= Beginning of Section =

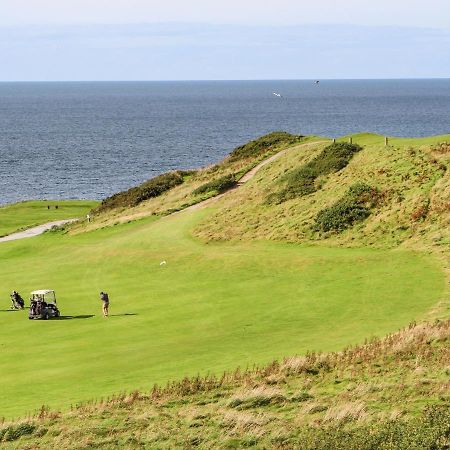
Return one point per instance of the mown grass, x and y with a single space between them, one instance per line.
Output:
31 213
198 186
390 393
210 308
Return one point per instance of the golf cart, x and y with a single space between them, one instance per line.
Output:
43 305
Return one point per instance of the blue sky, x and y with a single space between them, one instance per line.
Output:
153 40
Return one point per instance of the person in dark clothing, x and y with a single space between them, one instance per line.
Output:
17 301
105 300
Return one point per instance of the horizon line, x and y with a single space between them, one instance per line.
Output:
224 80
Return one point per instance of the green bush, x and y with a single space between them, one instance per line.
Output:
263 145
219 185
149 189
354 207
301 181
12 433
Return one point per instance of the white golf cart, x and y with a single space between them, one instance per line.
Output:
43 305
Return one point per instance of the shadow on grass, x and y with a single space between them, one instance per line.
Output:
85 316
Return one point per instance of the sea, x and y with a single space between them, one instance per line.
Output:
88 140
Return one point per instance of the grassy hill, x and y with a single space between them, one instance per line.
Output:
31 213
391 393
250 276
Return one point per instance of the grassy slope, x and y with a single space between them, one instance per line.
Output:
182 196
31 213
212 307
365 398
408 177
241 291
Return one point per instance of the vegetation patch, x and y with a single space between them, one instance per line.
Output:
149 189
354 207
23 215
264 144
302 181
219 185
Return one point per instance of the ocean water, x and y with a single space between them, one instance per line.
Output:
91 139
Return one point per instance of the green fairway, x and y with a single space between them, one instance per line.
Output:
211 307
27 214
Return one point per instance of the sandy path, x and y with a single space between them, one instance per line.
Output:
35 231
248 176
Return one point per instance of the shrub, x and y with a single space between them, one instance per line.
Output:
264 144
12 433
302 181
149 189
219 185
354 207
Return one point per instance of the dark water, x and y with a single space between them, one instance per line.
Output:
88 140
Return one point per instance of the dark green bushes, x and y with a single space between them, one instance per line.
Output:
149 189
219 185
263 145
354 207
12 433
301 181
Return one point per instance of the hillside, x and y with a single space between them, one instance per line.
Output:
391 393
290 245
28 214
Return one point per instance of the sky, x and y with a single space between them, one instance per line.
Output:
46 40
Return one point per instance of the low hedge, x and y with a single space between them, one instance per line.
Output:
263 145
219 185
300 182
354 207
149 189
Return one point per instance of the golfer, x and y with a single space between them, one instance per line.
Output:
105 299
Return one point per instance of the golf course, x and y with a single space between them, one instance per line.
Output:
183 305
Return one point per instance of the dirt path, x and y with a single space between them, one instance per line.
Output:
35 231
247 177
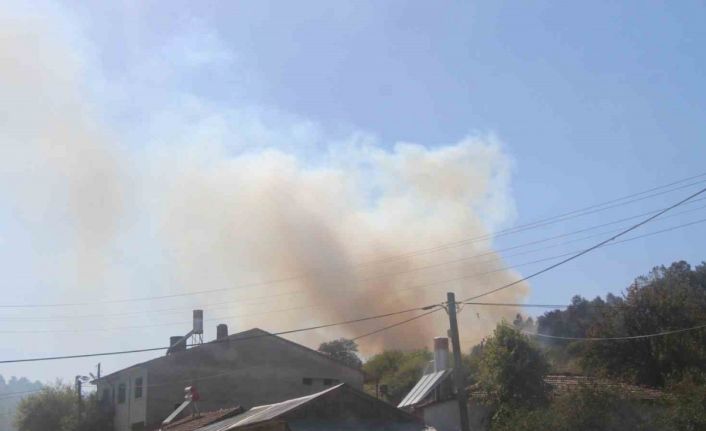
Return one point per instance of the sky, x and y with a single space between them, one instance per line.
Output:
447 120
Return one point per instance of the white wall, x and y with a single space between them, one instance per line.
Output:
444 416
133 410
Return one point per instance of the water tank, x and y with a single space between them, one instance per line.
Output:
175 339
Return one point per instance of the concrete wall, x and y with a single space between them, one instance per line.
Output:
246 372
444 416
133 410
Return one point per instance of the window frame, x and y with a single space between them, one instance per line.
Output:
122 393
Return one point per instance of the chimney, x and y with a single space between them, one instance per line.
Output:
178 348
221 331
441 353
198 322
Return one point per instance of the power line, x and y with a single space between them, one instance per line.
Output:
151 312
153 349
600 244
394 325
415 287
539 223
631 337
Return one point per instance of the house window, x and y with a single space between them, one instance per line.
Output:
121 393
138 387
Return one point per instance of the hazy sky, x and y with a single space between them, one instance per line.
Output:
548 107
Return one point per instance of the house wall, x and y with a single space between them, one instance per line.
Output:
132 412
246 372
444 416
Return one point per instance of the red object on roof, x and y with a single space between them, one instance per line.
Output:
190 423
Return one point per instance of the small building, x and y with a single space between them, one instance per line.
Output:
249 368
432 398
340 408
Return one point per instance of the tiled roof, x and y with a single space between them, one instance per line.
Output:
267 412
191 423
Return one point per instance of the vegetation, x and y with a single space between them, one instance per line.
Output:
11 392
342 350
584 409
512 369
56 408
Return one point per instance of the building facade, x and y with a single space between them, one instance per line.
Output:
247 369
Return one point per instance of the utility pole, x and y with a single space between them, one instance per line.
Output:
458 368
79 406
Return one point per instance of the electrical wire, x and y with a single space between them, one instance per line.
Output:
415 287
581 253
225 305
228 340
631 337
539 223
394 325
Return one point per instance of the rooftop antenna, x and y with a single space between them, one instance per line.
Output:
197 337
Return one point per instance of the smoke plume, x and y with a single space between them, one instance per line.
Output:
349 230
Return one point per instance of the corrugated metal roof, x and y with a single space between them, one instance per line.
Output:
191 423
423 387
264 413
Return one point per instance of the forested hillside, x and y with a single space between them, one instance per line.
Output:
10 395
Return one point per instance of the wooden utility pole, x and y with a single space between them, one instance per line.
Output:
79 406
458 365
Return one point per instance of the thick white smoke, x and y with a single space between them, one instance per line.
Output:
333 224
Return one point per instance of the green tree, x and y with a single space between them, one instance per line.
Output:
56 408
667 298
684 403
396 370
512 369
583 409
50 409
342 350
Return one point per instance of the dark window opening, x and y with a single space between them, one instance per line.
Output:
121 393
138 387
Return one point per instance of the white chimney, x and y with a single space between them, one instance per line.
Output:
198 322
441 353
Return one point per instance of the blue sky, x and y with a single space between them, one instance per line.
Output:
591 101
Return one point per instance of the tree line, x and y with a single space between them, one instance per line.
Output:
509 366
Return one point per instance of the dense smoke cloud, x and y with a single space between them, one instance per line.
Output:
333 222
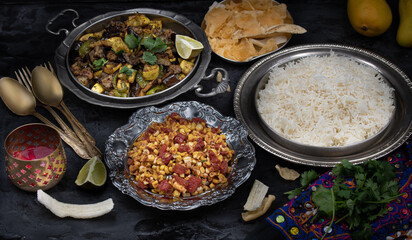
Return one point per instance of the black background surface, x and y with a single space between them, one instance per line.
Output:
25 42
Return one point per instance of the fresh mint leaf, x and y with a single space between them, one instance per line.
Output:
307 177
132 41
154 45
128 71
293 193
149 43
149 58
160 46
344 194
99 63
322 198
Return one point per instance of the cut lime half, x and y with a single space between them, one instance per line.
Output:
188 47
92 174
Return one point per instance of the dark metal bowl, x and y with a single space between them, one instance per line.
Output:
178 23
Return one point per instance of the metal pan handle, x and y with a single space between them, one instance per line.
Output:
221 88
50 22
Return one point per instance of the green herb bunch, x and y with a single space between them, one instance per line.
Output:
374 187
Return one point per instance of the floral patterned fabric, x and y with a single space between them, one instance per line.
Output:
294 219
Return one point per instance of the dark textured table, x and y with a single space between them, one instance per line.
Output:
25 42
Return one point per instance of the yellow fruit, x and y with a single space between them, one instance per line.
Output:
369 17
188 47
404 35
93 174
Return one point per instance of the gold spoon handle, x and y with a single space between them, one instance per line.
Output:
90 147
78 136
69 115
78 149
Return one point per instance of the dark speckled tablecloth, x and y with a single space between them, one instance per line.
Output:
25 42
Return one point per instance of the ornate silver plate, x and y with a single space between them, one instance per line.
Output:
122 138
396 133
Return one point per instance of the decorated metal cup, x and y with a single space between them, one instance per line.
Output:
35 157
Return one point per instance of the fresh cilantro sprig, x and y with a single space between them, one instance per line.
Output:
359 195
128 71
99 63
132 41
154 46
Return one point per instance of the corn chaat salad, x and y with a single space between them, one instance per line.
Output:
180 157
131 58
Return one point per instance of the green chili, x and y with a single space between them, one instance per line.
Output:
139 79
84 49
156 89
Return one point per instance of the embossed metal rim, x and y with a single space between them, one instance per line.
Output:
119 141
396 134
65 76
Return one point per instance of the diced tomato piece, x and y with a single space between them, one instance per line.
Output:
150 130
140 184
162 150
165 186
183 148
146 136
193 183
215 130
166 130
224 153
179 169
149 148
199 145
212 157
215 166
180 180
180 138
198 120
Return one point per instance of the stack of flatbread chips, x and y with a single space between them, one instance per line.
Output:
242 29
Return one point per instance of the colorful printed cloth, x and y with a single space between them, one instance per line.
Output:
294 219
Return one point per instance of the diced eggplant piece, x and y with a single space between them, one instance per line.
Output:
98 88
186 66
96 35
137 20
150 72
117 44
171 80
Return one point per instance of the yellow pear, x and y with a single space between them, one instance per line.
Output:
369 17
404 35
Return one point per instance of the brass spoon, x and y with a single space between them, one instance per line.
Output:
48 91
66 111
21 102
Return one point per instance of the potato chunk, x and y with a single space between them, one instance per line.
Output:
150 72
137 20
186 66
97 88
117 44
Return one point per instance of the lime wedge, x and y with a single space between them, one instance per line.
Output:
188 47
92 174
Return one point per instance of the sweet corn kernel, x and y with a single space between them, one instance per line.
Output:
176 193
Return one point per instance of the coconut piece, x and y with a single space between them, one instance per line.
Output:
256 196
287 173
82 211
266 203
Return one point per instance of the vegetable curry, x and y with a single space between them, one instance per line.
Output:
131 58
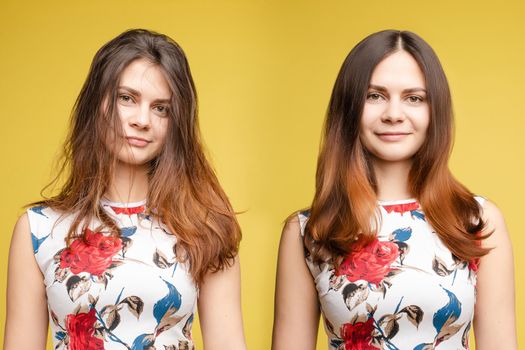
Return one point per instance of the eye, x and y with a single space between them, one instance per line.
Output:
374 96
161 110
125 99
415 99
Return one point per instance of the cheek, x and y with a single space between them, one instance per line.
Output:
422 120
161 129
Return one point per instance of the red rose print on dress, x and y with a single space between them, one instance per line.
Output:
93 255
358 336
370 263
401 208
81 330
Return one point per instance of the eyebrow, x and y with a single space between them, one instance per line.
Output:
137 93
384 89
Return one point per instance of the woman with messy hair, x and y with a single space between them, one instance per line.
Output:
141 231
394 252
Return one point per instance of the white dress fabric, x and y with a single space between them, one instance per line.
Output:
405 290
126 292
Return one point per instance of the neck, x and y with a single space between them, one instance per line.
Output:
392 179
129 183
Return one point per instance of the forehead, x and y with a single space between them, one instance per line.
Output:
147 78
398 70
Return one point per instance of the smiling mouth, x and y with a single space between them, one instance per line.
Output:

= End of Section =
= Beginning of Section =

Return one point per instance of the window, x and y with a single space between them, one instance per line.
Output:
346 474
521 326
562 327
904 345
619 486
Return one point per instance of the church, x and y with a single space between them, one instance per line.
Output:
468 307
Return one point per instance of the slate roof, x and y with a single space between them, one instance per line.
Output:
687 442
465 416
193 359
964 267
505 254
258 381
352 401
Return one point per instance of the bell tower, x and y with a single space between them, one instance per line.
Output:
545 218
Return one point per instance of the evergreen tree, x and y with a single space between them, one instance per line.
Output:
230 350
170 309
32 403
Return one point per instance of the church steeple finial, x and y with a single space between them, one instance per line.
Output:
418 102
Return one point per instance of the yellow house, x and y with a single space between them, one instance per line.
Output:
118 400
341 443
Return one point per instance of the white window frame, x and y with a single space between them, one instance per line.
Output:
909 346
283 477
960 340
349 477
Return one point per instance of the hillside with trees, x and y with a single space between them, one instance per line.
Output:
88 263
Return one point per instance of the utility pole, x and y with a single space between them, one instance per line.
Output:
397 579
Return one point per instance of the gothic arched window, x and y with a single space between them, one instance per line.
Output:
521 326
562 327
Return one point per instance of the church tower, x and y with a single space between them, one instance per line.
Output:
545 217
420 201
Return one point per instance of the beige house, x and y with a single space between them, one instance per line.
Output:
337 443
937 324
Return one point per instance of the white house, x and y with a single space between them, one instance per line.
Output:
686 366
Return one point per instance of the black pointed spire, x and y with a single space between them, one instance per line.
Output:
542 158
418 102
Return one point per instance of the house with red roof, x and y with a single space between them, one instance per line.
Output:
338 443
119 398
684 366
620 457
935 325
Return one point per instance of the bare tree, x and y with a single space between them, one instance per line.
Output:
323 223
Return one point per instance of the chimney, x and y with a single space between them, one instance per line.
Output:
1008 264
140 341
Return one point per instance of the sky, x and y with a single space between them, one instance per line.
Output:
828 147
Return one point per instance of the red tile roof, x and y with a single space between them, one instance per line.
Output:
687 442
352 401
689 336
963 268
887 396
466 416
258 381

= End of Section =
= Beginning of Section =

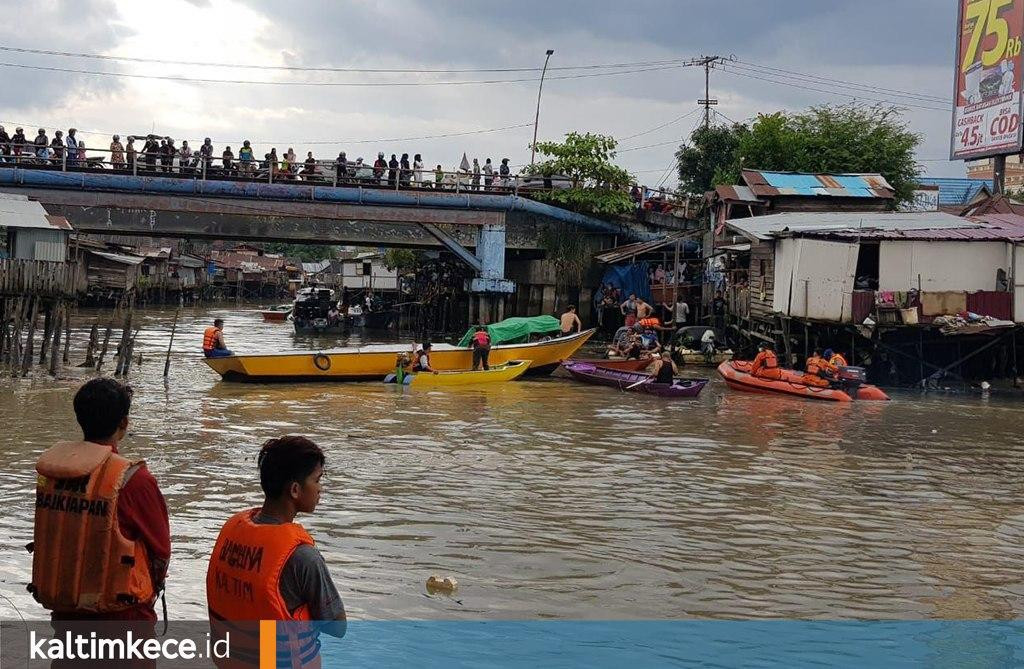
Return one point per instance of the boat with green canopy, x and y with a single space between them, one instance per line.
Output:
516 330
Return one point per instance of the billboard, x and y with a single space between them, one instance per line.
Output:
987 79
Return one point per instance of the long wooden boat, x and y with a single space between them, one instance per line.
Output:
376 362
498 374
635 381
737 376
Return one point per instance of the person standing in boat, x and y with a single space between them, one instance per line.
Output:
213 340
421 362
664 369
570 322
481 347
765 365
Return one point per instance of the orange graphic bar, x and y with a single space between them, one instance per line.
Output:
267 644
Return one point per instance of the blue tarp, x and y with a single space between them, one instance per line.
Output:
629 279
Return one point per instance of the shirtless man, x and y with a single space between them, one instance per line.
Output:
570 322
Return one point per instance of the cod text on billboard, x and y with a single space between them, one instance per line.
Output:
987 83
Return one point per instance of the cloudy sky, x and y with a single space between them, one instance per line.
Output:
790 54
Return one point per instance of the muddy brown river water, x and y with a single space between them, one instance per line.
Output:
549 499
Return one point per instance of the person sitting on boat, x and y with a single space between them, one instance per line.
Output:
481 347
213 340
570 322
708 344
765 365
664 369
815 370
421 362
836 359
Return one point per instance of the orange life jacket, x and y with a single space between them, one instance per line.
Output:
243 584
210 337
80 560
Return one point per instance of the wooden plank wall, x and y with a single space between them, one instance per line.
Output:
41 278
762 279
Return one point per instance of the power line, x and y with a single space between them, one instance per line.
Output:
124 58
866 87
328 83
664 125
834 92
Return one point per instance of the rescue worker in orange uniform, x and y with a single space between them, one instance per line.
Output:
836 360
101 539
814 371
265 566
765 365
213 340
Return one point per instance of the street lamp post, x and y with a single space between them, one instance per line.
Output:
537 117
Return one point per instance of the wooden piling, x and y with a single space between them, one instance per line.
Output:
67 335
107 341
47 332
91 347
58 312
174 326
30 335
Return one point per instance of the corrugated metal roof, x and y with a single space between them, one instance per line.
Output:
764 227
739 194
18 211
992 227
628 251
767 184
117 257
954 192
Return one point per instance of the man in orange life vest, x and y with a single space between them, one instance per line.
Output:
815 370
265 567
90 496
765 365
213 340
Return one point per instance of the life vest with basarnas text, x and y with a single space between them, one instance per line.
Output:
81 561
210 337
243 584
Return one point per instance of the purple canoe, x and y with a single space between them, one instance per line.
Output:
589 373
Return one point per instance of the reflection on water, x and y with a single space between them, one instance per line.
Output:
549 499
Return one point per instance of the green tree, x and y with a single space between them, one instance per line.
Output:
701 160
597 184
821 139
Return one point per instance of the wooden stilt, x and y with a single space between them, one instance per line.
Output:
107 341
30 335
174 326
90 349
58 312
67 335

= End of Section =

● What the exercise asks:
Taking the listing line by line, count those with the word "fabric" and report that number only.

● Response box:
2